-- SUPPLIED MATERIAL start --
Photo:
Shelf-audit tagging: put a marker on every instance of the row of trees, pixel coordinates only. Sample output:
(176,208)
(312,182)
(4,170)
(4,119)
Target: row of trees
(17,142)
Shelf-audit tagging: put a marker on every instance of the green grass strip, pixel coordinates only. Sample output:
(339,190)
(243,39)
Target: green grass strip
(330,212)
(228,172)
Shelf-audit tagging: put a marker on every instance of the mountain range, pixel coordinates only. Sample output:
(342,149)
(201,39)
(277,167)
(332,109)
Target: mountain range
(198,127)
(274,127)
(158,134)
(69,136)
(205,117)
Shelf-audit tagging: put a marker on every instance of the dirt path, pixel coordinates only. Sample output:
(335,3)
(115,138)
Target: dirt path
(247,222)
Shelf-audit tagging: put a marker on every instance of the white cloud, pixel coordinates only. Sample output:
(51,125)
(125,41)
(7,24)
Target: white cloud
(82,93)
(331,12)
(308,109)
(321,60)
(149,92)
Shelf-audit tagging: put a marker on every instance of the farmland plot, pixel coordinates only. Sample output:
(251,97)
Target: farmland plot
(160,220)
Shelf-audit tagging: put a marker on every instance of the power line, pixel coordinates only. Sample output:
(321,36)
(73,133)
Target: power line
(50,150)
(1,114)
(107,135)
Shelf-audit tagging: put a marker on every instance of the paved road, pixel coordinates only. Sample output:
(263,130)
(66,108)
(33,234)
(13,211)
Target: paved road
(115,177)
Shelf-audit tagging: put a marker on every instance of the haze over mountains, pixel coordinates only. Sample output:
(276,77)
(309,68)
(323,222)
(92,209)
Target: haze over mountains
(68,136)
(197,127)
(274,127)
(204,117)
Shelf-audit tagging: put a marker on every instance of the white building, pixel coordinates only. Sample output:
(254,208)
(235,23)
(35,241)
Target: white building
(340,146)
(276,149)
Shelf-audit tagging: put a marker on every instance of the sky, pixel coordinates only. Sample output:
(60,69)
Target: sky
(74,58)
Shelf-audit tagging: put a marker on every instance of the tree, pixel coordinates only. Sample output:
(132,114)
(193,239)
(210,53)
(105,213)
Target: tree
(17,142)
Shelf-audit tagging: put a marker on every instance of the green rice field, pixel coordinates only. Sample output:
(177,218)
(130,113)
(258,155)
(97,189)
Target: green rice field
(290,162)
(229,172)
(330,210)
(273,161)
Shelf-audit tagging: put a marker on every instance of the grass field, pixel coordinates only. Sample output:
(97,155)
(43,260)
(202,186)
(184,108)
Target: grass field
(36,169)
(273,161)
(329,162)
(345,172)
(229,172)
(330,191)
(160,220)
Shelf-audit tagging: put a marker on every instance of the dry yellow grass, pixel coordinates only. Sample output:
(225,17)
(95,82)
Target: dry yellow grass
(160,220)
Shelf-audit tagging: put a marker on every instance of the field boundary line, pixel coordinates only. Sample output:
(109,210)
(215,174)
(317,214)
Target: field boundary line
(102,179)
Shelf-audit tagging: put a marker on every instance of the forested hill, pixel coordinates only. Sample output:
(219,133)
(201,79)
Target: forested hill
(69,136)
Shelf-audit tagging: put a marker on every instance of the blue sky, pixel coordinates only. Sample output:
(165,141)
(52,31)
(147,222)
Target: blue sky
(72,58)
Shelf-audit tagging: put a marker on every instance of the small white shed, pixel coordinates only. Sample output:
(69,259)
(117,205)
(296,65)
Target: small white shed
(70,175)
-- SUPPLIED MATERIAL end --
• [YOUR OBJECTIVE]: Copy all of the material above word for word, line by line.

• [SOLUTION TO THIS PROBLEM]:
Photo:
Shelf-audit tagging: put a marker on every instance of the row of trees, pixel coordinates only. Sample output:
(176,208)
(312,182)
(4,170)
(4,119)
Target: row of trees
(17,142)
Shelf-audit tagging: put a marker on every instance of the green grass strip, pixel coordinates only. Sample output:
(339,190)
(243,39)
Target: green grass strip
(330,212)
(228,172)
Shelf-audit tagging: put a marker on every instance of the mountain range, pixel coordinates only. Sample output:
(342,149)
(201,39)
(277,167)
(332,109)
Target: mountain range
(198,127)
(274,127)
(158,134)
(69,136)
(205,117)
Shelf-audit tagging: put a marker on every instance of the dirt path, pixel coordinates only. Sample output:
(335,3)
(115,138)
Target: dirt path
(247,222)
Shelf-audit tagging: put a marker on every instance of the white cloud, pixel coordinates only. Sample output:
(51,125)
(125,41)
(7,24)
Target: white cloud
(82,93)
(331,12)
(308,109)
(321,60)
(149,92)
Shelf-audit tagging: put a marker on every instance of the farmland plot, pixel coordinates only. Sample output:
(251,97)
Target: farmland plot
(160,220)
Shelf-audit tagging: put a marker on every instance of the power line, pixel coordinates only. Sample output:
(321,36)
(73,133)
Target: power line
(50,150)
(1,114)
(107,135)
Shelf-audit tagging: put a marker on every instance of the paved road, pixel coordinates only. Sample output:
(263,130)
(66,108)
(33,234)
(13,211)
Target: paved road
(115,177)
Shelf-audit tagging: put a marker on every instance of the haze over mountains, pixel coordinates only. Sample output:
(276,77)
(309,68)
(323,222)
(92,209)
Target: haze over mountains
(68,136)
(197,127)
(274,127)
(204,117)
Shelf-audit tagging: put a marker on every instance of the white building, pixel coordinates only. Sample output:
(254,208)
(235,23)
(35,241)
Target: white building
(340,146)
(276,149)
Shelf-audit tagging: put a marker on every instance of the sky, pixel coordinates only. Sample output:
(60,69)
Target: sky
(74,58)
Shelf-audit tagging: put a marker on every instance of the tree, pixel coordinates only. Sample output:
(132,114)
(193,239)
(210,53)
(105,213)
Target: tree
(17,142)
Shelf-audit tagging: put a marker on every instance of the green rice field, pixel coordinates only. Sample output:
(177,218)
(130,113)
(258,155)
(97,189)
Target: green rice field
(290,162)
(229,172)
(330,210)
(273,161)
Shelf-audit tagging: put a marker on every instance of the grass field, pixel coordinates only. Sample output:
(97,155)
(43,260)
(202,186)
(184,108)
Target: grass field
(36,169)
(273,161)
(329,162)
(345,172)
(229,172)
(330,191)
(160,220)
Shelf-audit tagging: put a marker on every instance of the dry yellow grass, pixel coordinates only. Sample output:
(225,17)
(95,82)
Target: dry yellow grass
(160,220)
Shelf-audit tagging: put a marker on every instance of the field boundary line, pixel coordinates only. Sample output:
(109,210)
(215,174)
(317,214)
Target: field boundary line
(102,179)
Shelf-audit tagging: put a marker on every instance of the forested hill, pixel coordinates only. Sample output:
(219,133)
(201,79)
Target: forested hill
(69,136)
Shelf-audit tagging: put a marker on every instance of the blue sky, pixel coordinates only. Sample output:
(165,141)
(52,31)
(147,222)
Target: blue sky
(72,58)
Shelf-audit tagging: put a marker on every instance of the small white shed, pixel coordinates only. Sample output:
(69,259)
(117,205)
(296,65)
Target: small white shed
(70,175)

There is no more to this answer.